Start of Dataset records

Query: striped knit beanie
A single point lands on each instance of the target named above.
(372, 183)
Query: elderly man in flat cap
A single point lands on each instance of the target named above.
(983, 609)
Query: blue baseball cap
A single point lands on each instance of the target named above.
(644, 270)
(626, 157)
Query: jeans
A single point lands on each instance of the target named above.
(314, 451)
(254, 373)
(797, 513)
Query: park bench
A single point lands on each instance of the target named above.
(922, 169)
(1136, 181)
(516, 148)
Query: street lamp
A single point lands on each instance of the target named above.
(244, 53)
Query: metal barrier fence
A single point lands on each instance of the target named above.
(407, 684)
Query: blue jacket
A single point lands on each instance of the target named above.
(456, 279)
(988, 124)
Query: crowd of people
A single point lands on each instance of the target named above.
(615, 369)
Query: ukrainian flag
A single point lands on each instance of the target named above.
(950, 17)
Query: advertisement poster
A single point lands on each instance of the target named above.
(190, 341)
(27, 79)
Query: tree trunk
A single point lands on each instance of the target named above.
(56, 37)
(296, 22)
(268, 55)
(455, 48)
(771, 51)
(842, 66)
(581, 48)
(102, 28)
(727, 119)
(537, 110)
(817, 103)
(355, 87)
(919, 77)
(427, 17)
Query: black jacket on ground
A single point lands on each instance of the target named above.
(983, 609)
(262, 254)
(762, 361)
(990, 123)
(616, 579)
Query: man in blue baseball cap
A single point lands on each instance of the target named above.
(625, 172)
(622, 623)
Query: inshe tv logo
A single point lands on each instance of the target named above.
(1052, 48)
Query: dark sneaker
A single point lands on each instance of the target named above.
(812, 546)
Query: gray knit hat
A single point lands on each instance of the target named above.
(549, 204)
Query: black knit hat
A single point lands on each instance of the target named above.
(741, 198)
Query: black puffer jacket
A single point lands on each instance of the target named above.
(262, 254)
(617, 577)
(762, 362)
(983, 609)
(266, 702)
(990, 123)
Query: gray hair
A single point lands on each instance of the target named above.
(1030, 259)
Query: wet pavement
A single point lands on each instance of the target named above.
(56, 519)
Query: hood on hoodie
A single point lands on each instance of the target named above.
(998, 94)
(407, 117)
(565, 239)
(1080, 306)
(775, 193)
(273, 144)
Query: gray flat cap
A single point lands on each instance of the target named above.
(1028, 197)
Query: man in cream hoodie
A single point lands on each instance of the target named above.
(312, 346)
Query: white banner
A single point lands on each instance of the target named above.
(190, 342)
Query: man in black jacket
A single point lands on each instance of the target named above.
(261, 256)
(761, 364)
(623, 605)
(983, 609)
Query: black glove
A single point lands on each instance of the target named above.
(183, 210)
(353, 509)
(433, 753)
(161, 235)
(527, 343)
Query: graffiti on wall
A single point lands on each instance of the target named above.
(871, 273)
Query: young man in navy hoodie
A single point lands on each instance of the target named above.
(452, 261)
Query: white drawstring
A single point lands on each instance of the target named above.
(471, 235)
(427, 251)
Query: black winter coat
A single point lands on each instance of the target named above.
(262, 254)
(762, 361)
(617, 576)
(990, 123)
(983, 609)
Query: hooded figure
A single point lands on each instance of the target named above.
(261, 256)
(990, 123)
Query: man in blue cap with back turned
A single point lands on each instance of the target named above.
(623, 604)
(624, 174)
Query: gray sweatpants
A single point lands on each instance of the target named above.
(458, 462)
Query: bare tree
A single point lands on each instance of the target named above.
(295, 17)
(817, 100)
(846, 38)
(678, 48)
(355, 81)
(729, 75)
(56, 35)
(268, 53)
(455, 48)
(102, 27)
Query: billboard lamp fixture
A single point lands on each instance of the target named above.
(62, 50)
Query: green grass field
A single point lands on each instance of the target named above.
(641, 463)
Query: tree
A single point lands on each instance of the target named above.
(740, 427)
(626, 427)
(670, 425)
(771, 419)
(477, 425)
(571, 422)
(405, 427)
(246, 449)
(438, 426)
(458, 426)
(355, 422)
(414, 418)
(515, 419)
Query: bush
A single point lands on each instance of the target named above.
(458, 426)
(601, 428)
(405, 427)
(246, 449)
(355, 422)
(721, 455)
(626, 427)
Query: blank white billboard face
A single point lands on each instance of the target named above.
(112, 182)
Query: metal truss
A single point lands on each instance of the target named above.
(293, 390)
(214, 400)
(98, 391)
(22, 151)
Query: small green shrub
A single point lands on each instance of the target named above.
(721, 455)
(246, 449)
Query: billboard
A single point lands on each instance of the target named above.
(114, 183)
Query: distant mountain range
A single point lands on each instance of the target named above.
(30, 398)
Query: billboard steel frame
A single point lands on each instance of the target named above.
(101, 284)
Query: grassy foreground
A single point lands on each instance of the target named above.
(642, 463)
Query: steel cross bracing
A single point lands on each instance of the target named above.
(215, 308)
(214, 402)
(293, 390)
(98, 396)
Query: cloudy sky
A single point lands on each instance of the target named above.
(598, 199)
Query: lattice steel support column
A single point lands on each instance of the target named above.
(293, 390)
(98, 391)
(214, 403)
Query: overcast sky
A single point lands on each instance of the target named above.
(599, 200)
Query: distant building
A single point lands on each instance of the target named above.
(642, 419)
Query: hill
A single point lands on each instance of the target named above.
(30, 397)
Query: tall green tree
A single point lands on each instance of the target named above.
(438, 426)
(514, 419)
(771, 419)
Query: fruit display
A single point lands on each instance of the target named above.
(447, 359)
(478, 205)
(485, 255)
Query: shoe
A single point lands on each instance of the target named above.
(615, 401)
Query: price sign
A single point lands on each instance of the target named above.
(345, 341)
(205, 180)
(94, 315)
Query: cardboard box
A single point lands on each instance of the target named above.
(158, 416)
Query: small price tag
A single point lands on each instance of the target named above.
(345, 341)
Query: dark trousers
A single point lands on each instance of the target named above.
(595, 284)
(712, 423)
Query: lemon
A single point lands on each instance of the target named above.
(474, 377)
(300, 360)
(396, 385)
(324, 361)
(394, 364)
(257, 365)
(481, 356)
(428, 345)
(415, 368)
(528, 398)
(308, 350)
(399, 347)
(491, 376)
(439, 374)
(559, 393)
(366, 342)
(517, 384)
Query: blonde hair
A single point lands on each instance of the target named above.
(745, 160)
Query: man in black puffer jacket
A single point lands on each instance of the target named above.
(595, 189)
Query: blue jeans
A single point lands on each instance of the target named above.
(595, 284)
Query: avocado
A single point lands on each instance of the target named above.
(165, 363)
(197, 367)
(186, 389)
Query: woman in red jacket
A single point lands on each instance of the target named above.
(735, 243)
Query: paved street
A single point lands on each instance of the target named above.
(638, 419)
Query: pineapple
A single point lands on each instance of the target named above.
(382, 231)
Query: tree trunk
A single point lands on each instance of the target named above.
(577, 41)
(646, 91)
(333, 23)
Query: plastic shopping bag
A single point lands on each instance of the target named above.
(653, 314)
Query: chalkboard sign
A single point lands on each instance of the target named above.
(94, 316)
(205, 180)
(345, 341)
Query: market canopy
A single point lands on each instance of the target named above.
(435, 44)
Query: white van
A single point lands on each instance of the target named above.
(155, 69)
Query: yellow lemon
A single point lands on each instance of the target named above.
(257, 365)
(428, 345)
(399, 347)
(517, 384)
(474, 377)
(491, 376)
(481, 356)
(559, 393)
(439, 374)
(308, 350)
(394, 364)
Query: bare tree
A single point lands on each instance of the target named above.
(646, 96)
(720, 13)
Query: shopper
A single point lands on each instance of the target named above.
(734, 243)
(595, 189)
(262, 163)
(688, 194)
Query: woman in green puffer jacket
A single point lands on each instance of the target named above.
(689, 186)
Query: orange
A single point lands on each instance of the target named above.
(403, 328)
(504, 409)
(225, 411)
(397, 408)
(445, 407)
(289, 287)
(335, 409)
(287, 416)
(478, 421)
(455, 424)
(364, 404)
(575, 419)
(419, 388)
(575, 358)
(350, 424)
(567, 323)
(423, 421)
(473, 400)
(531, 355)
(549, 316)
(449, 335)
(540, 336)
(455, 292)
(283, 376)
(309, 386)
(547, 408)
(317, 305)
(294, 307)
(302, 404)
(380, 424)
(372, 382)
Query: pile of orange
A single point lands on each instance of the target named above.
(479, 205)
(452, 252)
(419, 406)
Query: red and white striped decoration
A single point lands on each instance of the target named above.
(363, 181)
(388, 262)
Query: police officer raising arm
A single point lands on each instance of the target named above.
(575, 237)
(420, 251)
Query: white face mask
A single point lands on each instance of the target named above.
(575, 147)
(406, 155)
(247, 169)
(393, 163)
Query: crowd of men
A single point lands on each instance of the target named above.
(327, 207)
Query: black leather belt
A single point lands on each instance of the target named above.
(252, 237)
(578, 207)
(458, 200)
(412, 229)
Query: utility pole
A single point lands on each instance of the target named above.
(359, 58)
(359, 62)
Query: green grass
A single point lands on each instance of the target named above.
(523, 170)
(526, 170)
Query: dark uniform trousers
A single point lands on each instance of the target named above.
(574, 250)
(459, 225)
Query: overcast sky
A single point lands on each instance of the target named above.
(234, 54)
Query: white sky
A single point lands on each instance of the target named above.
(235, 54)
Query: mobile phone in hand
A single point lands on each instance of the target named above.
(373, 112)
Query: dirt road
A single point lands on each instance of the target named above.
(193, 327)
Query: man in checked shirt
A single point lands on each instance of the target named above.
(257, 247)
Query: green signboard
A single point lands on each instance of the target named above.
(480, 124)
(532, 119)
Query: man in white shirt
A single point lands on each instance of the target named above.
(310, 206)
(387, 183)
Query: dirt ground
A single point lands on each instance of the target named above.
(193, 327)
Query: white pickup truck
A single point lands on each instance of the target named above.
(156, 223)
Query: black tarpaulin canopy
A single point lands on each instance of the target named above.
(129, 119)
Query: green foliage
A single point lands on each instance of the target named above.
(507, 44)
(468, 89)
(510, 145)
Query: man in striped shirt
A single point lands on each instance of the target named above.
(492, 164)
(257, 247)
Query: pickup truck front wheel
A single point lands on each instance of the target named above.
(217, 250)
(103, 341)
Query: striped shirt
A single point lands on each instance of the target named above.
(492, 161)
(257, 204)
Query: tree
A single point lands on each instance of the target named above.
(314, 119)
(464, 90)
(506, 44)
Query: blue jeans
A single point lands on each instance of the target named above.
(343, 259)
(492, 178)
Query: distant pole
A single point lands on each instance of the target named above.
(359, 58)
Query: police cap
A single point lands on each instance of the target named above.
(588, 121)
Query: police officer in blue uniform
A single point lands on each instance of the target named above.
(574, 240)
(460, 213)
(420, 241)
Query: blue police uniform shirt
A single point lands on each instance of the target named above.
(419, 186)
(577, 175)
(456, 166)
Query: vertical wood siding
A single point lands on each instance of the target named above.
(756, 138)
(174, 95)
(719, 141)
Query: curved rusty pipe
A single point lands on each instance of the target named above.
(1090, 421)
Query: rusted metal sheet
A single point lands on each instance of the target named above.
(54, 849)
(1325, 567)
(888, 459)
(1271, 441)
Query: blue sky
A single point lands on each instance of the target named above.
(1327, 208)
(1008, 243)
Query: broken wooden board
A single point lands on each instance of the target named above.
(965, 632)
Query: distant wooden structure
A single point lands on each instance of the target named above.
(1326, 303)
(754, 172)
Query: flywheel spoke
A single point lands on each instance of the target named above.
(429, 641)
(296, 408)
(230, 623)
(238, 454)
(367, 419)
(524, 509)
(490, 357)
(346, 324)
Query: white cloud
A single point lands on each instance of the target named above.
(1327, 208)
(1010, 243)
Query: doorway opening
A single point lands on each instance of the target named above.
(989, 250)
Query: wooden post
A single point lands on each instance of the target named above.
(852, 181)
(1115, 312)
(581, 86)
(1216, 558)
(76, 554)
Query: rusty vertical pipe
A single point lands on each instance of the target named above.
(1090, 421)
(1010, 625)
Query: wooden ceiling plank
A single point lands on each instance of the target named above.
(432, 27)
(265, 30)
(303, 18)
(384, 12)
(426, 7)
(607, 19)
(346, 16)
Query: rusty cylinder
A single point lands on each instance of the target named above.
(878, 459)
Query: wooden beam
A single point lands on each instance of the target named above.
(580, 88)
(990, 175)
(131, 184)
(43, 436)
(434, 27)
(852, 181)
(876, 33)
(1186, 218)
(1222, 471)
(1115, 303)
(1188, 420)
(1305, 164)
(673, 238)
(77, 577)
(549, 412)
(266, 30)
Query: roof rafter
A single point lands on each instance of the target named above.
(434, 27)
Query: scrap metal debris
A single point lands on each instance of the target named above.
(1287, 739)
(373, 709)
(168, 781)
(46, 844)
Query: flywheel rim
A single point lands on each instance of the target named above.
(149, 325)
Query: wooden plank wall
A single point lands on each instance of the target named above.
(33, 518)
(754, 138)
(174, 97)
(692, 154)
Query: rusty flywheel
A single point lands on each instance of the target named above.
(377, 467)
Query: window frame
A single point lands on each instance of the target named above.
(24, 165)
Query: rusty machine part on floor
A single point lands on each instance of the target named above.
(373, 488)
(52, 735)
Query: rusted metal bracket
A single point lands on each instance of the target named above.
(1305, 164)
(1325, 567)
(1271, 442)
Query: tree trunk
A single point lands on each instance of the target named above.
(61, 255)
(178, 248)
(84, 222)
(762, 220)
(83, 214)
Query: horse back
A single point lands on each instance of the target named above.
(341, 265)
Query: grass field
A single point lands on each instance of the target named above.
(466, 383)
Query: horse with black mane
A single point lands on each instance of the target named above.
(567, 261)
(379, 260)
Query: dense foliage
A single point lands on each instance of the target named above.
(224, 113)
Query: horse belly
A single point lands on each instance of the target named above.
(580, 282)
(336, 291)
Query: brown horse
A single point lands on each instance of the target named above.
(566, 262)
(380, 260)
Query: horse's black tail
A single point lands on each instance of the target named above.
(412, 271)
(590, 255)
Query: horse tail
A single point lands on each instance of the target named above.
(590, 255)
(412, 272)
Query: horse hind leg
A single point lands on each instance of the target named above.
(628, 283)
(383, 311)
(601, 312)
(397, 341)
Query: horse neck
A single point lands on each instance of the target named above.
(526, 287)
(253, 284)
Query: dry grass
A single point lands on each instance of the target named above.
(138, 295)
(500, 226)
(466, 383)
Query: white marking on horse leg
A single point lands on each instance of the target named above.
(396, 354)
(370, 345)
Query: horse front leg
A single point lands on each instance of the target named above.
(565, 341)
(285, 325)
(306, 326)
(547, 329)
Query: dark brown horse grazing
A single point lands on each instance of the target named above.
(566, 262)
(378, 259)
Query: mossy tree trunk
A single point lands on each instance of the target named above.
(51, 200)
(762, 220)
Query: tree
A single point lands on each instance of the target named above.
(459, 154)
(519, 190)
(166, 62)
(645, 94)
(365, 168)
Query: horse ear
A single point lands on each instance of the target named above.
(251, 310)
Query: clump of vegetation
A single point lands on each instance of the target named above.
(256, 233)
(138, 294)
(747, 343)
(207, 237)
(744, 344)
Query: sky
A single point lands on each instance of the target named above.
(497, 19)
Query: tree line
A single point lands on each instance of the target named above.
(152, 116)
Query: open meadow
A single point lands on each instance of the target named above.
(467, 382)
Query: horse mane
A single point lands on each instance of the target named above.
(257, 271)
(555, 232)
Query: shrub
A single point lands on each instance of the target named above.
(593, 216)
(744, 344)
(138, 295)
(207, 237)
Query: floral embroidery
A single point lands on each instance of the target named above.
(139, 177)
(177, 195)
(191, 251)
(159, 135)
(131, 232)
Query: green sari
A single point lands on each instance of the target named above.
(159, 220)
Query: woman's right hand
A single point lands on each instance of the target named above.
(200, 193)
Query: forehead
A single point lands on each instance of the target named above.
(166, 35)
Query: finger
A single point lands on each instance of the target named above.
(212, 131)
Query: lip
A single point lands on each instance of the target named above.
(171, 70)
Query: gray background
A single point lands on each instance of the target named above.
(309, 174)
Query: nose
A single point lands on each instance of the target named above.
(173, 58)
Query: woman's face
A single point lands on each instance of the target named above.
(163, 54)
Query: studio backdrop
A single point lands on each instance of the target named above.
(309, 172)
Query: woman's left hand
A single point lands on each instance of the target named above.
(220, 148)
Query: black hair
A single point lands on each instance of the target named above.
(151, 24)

End of Dataset records

> **Problem details**
Look through the data above and return exactly the lines from the one that contains "Query: white marking on horse leg" to the one that contains "Query: floral embroidery", inclusive, with nothing else.

> **Written reply**
Query: white marking on horse leg
A single point lands on each instance of the target named above.
(396, 354)
(370, 345)
Query: horse front leg
A single point lands on each instance of the target named above.
(565, 341)
(285, 325)
(306, 326)
(547, 329)
Query: dark brown horse grazing
A single point lands on each instance of the target named above.
(566, 262)
(378, 259)
Query: mossy tree trunk
A single point lands on each instance of the target named above.
(51, 200)
(762, 220)
Query: tree
A single point lands on each instance of the target named above.
(459, 154)
(519, 190)
(166, 62)
(645, 94)
(365, 168)
Query: horse ear
A single point lands on each instance of the target named above.
(251, 310)
Query: clump of vegetation
A single point lands on each instance of the target named above.
(256, 233)
(138, 294)
(747, 343)
(207, 237)
(744, 344)
Query: sky
A single point lands on each instance of the target named above.
(497, 19)
Query: tree line
A single point lands on each instance of the target named above.
(152, 116)
Query: open meadow
A single point lands on each instance of the target named above.
(467, 382)
Query: horse mane
A single point lands on each instance of the target named above.
(257, 271)
(555, 232)
Query: shrub
A single point lands on each instance of the target named above.
(593, 216)
(744, 344)
(138, 295)
(207, 237)
Query: floral embroidery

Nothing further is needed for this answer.